▶ STORED DATA

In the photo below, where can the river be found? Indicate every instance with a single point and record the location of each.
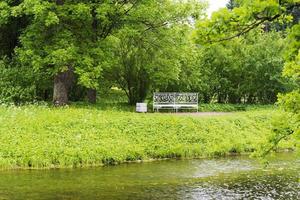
(236, 177)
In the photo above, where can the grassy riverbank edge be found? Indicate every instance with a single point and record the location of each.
(41, 137)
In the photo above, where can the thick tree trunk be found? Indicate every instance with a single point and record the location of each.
(92, 95)
(62, 84)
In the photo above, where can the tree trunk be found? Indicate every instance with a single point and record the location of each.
(62, 84)
(92, 95)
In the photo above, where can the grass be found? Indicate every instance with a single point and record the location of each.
(81, 135)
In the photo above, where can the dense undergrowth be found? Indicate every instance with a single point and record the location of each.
(78, 135)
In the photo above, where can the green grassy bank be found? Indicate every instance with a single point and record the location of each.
(45, 137)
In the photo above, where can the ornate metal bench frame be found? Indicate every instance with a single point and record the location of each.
(175, 101)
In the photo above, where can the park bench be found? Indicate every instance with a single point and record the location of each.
(175, 101)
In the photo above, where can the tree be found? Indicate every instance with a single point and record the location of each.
(226, 25)
(147, 53)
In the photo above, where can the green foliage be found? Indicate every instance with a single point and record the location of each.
(16, 83)
(243, 70)
(43, 137)
(227, 24)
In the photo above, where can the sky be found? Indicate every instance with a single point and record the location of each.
(215, 5)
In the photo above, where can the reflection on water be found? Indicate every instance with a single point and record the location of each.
(226, 178)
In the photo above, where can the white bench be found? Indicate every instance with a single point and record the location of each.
(175, 101)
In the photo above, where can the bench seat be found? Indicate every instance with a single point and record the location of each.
(175, 101)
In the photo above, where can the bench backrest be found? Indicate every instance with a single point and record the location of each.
(169, 98)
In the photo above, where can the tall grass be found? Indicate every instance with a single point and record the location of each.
(80, 135)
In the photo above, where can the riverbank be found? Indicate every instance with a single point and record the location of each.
(76, 136)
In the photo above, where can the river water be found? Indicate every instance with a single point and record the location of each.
(224, 178)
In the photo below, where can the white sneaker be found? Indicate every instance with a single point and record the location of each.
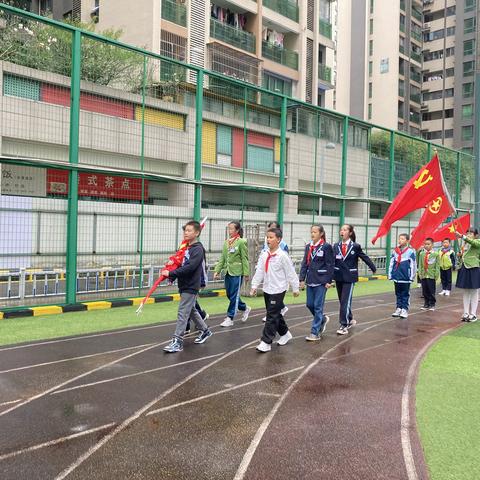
(246, 313)
(228, 322)
(284, 339)
(263, 347)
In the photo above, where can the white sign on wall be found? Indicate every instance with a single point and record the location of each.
(24, 181)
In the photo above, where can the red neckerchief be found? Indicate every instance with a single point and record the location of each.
(425, 260)
(399, 253)
(312, 248)
(270, 255)
(232, 239)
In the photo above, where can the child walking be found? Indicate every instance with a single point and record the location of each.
(429, 272)
(447, 265)
(317, 273)
(469, 274)
(190, 277)
(402, 271)
(234, 261)
(275, 270)
(347, 252)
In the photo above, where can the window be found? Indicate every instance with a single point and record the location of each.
(469, 25)
(467, 90)
(469, 47)
(467, 111)
(467, 132)
(469, 5)
(468, 68)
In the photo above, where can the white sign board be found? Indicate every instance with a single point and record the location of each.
(24, 181)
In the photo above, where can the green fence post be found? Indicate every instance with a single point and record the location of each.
(72, 210)
(343, 186)
(197, 207)
(283, 156)
(391, 173)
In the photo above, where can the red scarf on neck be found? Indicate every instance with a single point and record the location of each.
(399, 253)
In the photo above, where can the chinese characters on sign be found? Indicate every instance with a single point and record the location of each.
(97, 185)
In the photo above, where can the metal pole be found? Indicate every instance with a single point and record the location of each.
(283, 156)
(197, 207)
(343, 187)
(391, 173)
(72, 210)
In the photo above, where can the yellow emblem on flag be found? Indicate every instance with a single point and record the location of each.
(423, 179)
(436, 205)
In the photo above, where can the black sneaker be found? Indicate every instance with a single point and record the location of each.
(203, 336)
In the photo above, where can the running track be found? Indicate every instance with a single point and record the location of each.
(114, 406)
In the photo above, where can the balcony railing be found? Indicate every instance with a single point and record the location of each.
(174, 12)
(287, 8)
(325, 28)
(324, 73)
(416, 56)
(281, 55)
(233, 36)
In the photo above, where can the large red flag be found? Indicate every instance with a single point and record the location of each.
(461, 225)
(425, 186)
(435, 213)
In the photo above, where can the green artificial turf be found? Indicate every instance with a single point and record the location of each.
(17, 330)
(447, 398)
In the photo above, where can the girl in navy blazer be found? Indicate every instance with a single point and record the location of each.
(347, 253)
(317, 272)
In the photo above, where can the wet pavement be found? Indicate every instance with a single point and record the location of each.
(114, 406)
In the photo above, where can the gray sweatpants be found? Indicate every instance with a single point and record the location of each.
(186, 311)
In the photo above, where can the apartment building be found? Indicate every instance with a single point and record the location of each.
(449, 72)
(379, 62)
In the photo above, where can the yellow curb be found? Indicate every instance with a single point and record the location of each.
(98, 305)
(138, 300)
(50, 310)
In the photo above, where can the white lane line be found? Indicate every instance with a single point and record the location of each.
(220, 392)
(143, 372)
(89, 372)
(56, 441)
(247, 458)
(53, 362)
(148, 327)
(406, 425)
(10, 402)
(140, 412)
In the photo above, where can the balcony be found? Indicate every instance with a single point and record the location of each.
(416, 56)
(284, 56)
(174, 12)
(287, 8)
(415, 117)
(324, 73)
(233, 36)
(325, 28)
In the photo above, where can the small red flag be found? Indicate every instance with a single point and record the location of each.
(461, 225)
(426, 185)
(435, 213)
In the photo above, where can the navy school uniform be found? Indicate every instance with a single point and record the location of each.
(346, 275)
(316, 271)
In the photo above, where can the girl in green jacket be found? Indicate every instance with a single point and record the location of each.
(469, 274)
(234, 262)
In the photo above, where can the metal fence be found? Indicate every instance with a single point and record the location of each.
(106, 149)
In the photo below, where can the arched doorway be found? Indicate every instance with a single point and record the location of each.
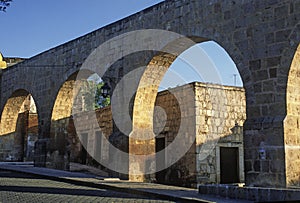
(19, 127)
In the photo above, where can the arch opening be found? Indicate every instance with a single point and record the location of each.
(19, 127)
(79, 97)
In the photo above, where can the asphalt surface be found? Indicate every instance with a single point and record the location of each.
(17, 187)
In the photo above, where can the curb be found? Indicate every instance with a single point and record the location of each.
(113, 188)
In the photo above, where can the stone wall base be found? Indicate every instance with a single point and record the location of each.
(251, 193)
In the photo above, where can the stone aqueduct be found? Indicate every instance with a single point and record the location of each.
(262, 38)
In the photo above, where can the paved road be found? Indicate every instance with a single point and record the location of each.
(17, 187)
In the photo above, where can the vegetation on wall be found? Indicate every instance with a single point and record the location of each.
(4, 4)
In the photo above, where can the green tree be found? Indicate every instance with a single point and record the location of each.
(91, 102)
(4, 4)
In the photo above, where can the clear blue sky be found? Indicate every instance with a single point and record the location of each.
(30, 27)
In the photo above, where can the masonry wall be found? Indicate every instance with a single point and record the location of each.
(175, 116)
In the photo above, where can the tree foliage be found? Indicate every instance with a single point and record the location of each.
(4, 4)
(92, 98)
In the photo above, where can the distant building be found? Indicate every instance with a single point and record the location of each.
(6, 62)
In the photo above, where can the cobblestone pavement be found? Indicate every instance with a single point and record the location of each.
(17, 187)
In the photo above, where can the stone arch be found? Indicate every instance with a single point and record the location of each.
(63, 134)
(292, 123)
(11, 110)
(146, 96)
(16, 124)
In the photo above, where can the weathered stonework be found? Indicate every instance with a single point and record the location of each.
(261, 37)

▶ WHAT THIS TASK INVOLVES
The lines to reproduce run from the line containing "In the photo above, where can the tree foliage" to the end of the listing; write them out exactly and add nothing.

▶ FINISHED ANSWER
In the photo above, where can the tree foliage be found? Indicate every instance with a single point and record the location of each.
(4, 4)
(92, 98)
In the photo above, where can the distant building be found? Indicate every instance with a single point and record the location of each.
(6, 62)
In the photo above, where can the cobblestone pavement be found? Indicate every instance with a single point and record the location of each.
(17, 187)
In the photo above, where can the stone arch be found? Indicate every instance with a single point and record the location of each.
(63, 134)
(292, 123)
(11, 110)
(146, 96)
(16, 124)
In the photo above, where can the weathered stonework be found? Indicate every instance with a single point and record the location of each.
(261, 37)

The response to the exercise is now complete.